#### [TASK BRIEF]
Reproduce the lines below, starting at the line that contains "Check that every instance of the red and white striped" and ending at the line that contains "column 216, row 82", with both of those lines included.

(Object pointing dataset rows)
========================
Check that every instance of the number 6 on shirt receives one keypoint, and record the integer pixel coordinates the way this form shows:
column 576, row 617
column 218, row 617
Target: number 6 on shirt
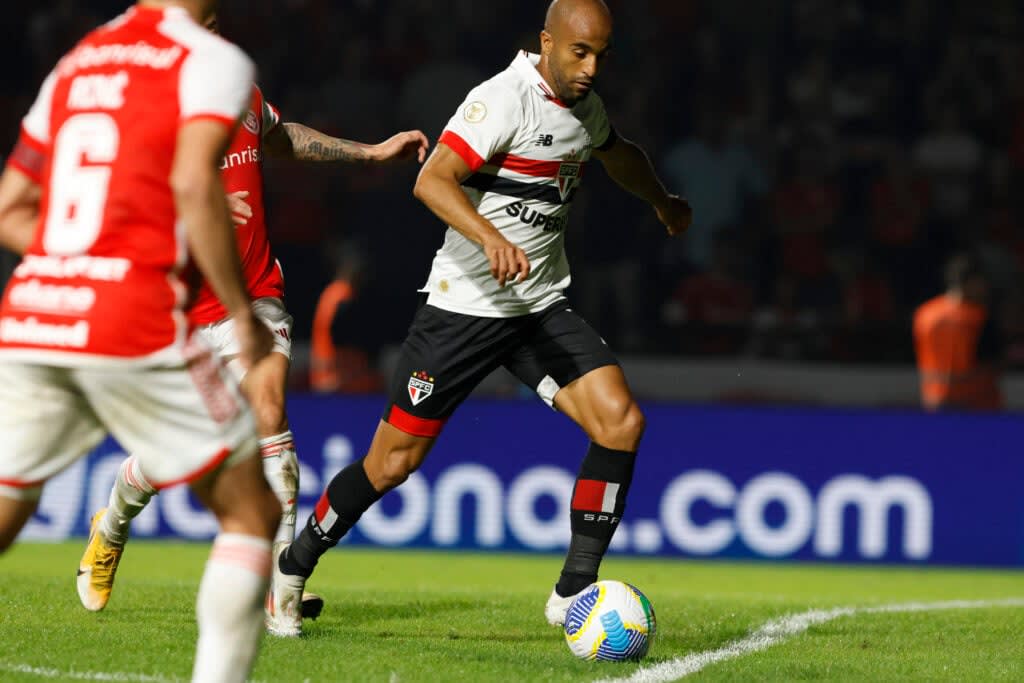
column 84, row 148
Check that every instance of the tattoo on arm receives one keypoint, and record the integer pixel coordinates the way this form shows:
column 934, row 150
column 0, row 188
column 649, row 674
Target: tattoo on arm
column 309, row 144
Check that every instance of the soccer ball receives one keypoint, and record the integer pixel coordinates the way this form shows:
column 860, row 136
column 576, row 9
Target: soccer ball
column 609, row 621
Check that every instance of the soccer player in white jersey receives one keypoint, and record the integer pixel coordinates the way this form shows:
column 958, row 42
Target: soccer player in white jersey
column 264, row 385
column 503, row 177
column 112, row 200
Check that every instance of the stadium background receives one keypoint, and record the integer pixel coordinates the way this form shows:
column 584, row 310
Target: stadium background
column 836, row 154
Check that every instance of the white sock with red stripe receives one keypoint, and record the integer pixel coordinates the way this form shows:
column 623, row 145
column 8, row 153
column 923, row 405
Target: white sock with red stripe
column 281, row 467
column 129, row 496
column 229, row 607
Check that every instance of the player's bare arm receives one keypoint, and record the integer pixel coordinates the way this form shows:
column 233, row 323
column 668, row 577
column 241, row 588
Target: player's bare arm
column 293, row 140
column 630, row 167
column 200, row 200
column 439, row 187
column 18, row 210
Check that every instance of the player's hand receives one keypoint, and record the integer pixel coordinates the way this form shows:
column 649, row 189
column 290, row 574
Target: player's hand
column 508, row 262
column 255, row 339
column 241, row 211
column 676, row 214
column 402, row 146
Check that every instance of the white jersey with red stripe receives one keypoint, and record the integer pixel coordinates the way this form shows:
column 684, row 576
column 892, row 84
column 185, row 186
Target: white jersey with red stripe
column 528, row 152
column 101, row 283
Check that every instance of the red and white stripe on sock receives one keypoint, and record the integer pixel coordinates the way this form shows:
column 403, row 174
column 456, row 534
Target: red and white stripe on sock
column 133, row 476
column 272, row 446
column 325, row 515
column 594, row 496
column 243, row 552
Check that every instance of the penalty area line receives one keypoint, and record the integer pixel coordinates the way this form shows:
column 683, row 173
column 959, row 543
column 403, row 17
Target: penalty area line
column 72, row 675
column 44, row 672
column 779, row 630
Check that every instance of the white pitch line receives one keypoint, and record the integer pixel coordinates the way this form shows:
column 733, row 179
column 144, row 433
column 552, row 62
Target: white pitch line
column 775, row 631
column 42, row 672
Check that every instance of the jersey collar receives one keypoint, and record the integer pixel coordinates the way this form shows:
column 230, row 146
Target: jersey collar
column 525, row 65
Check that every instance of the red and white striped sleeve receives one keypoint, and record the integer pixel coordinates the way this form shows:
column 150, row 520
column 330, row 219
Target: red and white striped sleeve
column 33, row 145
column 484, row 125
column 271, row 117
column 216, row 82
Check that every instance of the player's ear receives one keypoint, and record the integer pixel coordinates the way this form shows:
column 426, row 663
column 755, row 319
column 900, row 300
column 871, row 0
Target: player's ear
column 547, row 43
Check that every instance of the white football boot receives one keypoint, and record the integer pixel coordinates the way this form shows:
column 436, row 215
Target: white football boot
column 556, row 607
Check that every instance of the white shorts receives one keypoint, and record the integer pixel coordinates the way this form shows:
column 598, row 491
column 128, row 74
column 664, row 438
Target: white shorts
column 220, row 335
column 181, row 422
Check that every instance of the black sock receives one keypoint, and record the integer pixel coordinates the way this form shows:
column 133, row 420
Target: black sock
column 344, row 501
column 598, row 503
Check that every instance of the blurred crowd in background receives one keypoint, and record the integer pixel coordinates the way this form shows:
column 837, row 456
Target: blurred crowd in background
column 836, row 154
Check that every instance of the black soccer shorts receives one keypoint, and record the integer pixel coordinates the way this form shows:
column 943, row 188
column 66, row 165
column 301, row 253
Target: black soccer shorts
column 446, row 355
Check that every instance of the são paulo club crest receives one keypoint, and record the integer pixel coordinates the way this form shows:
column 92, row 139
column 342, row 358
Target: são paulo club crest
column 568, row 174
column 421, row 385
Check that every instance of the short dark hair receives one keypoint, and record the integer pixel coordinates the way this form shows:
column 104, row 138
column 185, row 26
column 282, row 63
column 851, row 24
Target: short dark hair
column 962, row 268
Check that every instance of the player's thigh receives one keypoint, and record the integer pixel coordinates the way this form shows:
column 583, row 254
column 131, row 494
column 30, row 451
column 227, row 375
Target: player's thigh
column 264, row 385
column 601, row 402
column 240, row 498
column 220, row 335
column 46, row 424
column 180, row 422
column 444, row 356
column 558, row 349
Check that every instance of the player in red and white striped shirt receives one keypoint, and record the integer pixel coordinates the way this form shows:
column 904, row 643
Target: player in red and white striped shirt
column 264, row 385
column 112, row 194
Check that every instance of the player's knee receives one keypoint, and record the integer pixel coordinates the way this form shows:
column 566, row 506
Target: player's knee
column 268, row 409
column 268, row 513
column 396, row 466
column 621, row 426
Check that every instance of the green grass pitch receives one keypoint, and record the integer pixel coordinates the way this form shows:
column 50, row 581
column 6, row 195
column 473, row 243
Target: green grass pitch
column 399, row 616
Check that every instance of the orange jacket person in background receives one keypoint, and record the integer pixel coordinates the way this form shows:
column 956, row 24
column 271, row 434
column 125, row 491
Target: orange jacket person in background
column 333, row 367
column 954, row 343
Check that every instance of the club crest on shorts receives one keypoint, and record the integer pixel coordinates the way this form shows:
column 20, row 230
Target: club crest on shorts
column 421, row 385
========================
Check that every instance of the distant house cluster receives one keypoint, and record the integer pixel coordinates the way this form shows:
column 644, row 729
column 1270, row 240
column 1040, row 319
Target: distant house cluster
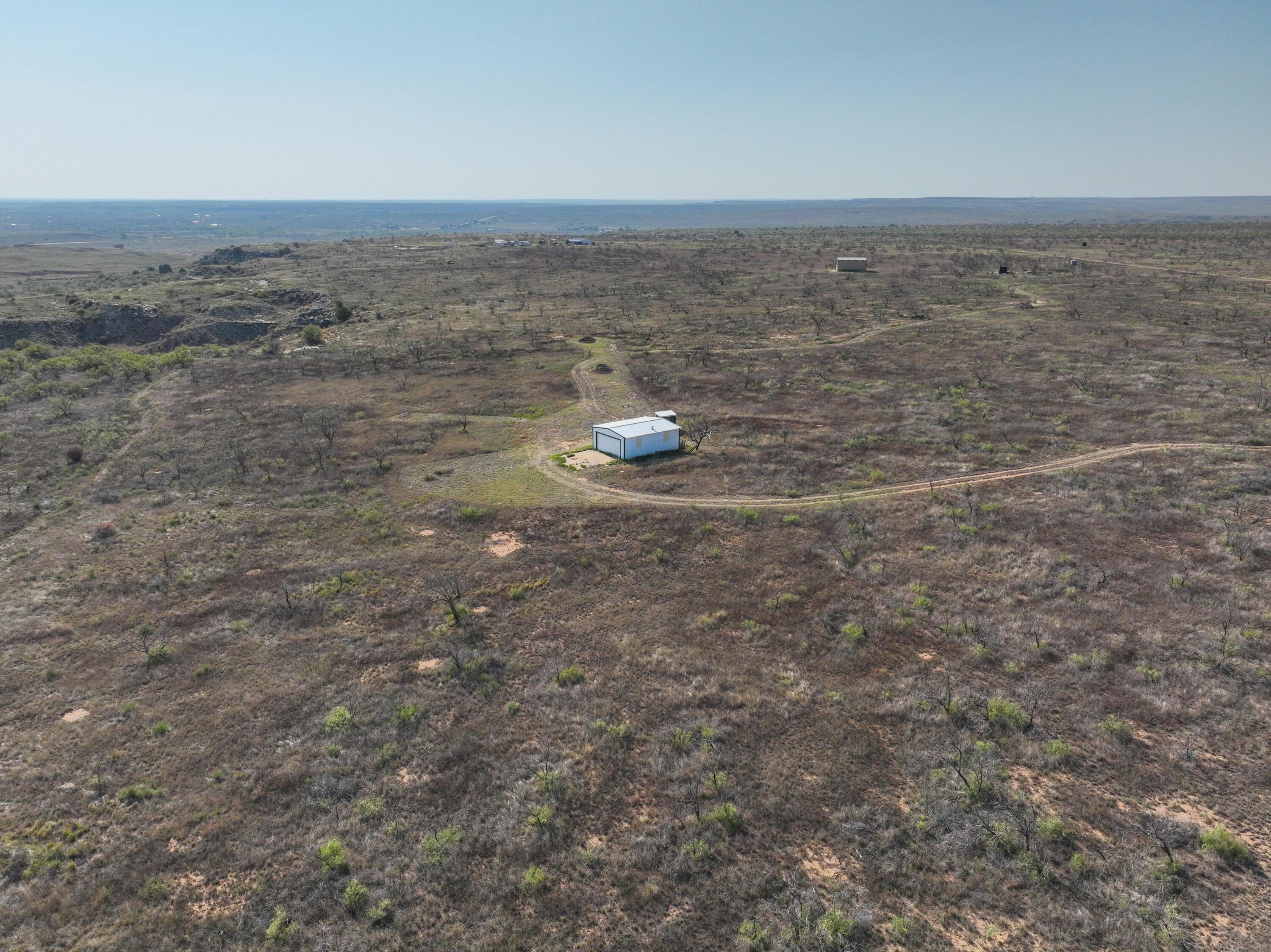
========================
#### [TASK ANSWER]
Check that every instance of the red and white striped sleeve receives one keypoint, and record the integer pixel coordinates the way this form shows:
column 150, row 520
column 330, row 219
Target: red and white striped sleeve
column 33, row 145
column 484, row 125
column 271, row 117
column 216, row 82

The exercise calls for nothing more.